** START **

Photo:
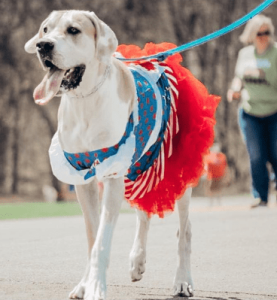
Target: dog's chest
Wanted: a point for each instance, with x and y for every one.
(141, 144)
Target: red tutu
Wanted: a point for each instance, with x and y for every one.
(196, 114)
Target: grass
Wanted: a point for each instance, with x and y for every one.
(39, 210)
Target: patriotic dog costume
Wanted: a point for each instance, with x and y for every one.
(141, 128)
(143, 155)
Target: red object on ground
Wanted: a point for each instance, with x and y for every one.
(216, 165)
(196, 115)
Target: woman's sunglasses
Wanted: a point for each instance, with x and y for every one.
(263, 33)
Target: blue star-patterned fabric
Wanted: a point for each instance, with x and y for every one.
(146, 161)
(88, 160)
(147, 109)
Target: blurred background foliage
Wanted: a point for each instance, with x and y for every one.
(26, 129)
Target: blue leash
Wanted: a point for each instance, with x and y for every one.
(163, 55)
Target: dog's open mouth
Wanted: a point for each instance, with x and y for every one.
(57, 79)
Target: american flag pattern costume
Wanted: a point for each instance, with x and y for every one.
(167, 135)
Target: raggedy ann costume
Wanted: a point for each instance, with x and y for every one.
(167, 135)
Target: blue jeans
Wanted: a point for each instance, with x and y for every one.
(260, 135)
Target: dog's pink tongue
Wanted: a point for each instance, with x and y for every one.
(49, 86)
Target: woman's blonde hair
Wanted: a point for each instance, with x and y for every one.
(252, 27)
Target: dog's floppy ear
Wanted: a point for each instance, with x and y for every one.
(31, 45)
(106, 41)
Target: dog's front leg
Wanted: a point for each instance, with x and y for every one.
(138, 252)
(183, 285)
(88, 197)
(112, 198)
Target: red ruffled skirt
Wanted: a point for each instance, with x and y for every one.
(196, 115)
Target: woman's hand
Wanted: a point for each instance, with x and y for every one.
(232, 95)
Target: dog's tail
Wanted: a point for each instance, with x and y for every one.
(196, 115)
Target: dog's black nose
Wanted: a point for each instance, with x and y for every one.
(45, 46)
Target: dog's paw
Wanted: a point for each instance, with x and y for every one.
(78, 292)
(183, 286)
(182, 290)
(137, 264)
(95, 290)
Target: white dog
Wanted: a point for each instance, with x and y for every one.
(98, 95)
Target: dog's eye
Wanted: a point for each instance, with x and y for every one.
(73, 30)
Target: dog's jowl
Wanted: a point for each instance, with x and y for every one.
(140, 128)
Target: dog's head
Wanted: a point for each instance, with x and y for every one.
(67, 42)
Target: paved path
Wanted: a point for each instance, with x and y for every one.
(234, 255)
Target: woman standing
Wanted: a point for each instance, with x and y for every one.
(255, 83)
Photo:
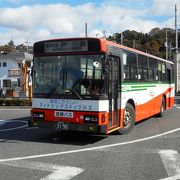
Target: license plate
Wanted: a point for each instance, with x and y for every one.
(64, 114)
(62, 125)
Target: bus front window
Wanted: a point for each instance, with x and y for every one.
(67, 74)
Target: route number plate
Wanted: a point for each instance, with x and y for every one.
(64, 114)
(62, 125)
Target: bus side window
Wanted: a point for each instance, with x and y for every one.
(130, 66)
(142, 68)
(153, 73)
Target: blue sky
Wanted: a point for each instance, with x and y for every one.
(34, 20)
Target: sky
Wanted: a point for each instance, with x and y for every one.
(28, 21)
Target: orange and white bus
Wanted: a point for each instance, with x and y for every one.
(94, 85)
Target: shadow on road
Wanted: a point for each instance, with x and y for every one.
(44, 135)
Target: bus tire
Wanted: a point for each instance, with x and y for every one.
(128, 120)
(162, 108)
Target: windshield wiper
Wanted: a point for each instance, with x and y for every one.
(59, 83)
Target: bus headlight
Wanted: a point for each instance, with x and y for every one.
(91, 119)
(38, 115)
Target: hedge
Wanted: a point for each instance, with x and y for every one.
(15, 102)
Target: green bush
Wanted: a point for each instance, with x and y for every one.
(15, 102)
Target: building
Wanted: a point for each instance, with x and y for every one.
(14, 73)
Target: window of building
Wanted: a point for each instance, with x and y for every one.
(4, 64)
(6, 83)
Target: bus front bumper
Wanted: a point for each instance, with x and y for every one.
(66, 126)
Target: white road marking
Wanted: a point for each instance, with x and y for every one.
(14, 109)
(28, 128)
(171, 178)
(10, 129)
(58, 172)
(171, 161)
(91, 148)
(2, 122)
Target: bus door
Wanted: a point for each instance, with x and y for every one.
(169, 78)
(113, 91)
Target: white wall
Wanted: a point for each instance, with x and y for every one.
(4, 71)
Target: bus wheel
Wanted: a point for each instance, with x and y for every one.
(162, 108)
(129, 119)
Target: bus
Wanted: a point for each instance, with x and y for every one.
(95, 85)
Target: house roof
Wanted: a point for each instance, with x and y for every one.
(17, 56)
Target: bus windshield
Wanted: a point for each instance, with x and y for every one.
(79, 74)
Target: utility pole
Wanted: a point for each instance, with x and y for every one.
(176, 52)
(166, 44)
(85, 29)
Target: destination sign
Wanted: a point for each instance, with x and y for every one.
(66, 46)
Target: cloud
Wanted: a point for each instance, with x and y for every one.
(39, 22)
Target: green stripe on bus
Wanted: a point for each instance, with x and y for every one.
(143, 86)
(143, 89)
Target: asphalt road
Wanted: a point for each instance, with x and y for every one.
(150, 152)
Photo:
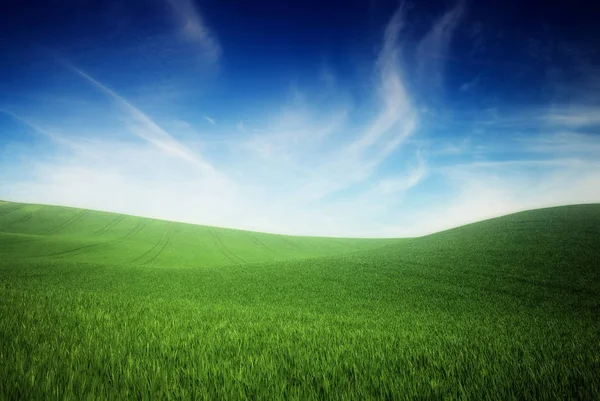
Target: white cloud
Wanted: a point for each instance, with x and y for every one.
(433, 49)
(316, 165)
(144, 127)
(194, 28)
(210, 120)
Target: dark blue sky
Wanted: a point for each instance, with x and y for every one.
(310, 104)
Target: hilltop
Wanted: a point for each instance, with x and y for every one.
(112, 306)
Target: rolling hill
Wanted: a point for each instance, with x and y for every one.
(109, 306)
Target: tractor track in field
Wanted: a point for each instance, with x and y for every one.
(21, 219)
(110, 225)
(292, 243)
(68, 222)
(12, 209)
(92, 247)
(224, 250)
(160, 245)
(262, 244)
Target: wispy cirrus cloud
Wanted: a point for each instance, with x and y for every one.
(210, 120)
(143, 126)
(194, 28)
(317, 162)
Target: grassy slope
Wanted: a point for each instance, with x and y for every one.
(61, 233)
(506, 308)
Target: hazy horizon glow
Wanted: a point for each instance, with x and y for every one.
(391, 121)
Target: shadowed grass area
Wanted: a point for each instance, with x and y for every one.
(95, 306)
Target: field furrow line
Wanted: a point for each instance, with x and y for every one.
(292, 243)
(21, 219)
(162, 248)
(156, 246)
(219, 246)
(225, 249)
(136, 230)
(92, 247)
(5, 212)
(68, 222)
(262, 244)
(110, 225)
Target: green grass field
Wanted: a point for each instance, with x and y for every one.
(97, 305)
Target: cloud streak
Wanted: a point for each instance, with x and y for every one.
(195, 29)
(324, 161)
(144, 127)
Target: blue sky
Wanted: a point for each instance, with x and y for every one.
(351, 118)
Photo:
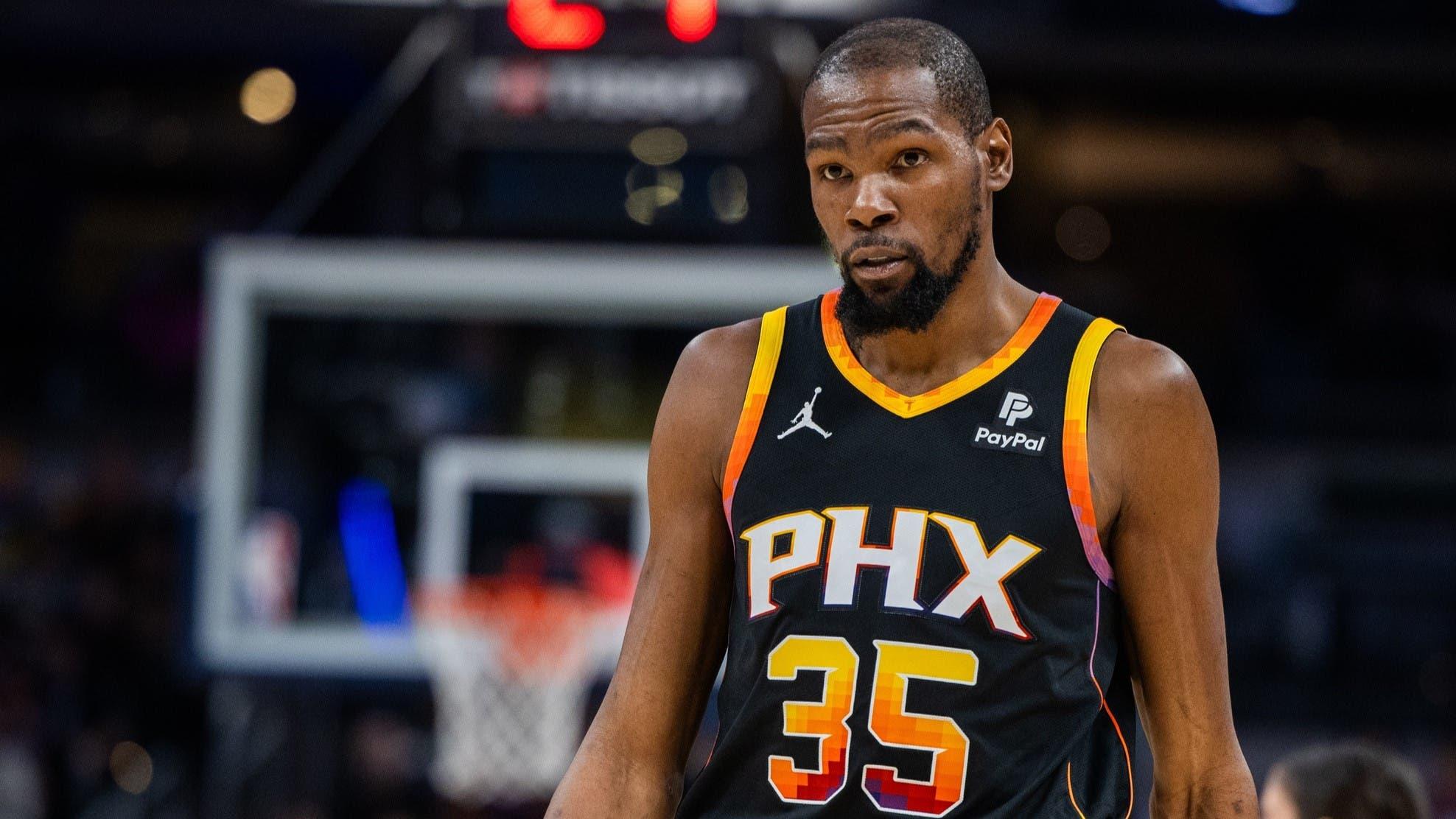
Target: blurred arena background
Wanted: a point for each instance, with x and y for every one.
(313, 307)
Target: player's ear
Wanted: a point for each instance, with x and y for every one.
(995, 143)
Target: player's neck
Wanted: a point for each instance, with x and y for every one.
(976, 320)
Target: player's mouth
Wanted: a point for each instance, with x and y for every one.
(878, 264)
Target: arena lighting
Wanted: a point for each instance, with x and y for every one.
(547, 25)
(1261, 7)
(267, 95)
(690, 21)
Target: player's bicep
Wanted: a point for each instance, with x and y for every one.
(679, 620)
(1165, 560)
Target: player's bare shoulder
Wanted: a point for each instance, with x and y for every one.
(705, 395)
(1145, 405)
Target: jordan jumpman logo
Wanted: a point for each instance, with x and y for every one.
(805, 418)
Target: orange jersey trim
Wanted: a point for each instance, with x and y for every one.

** END **

§ **STATED GOAL**: The line containing "Target: player's ear" marks the start; retype it and each line after it through the end of the records above, exactly.

§ **EXPECTED ANSWER**:
Target: player's ear
Wanted: a point for each instance, with x and y for every one.
(995, 143)
Target: player's neck
Wanted: a point for each instance, with x and y for every one.
(976, 320)
Target: player's mouth
Wanted: a point for each instance, with x and y for every one.
(878, 264)
Target: arena lighting
Wanted: a point for each instance, with x and y for every one.
(547, 25)
(1261, 7)
(267, 95)
(690, 21)
Target: player's bicep
Wanted: a point for each instance, with x and y for every one.
(679, 620)
(1165, 560)
Target: player's bare shoulder
Wanted: a point for each instance, with x and y for every one.
(705, 395)
(1145, 405)
Target: jordan jumpman logo
Wanted: a point for each instance, with x and y for every one.
(805, 418)
Target: orange jersey trim
Wanted: a point for each instance, with x and y for every one.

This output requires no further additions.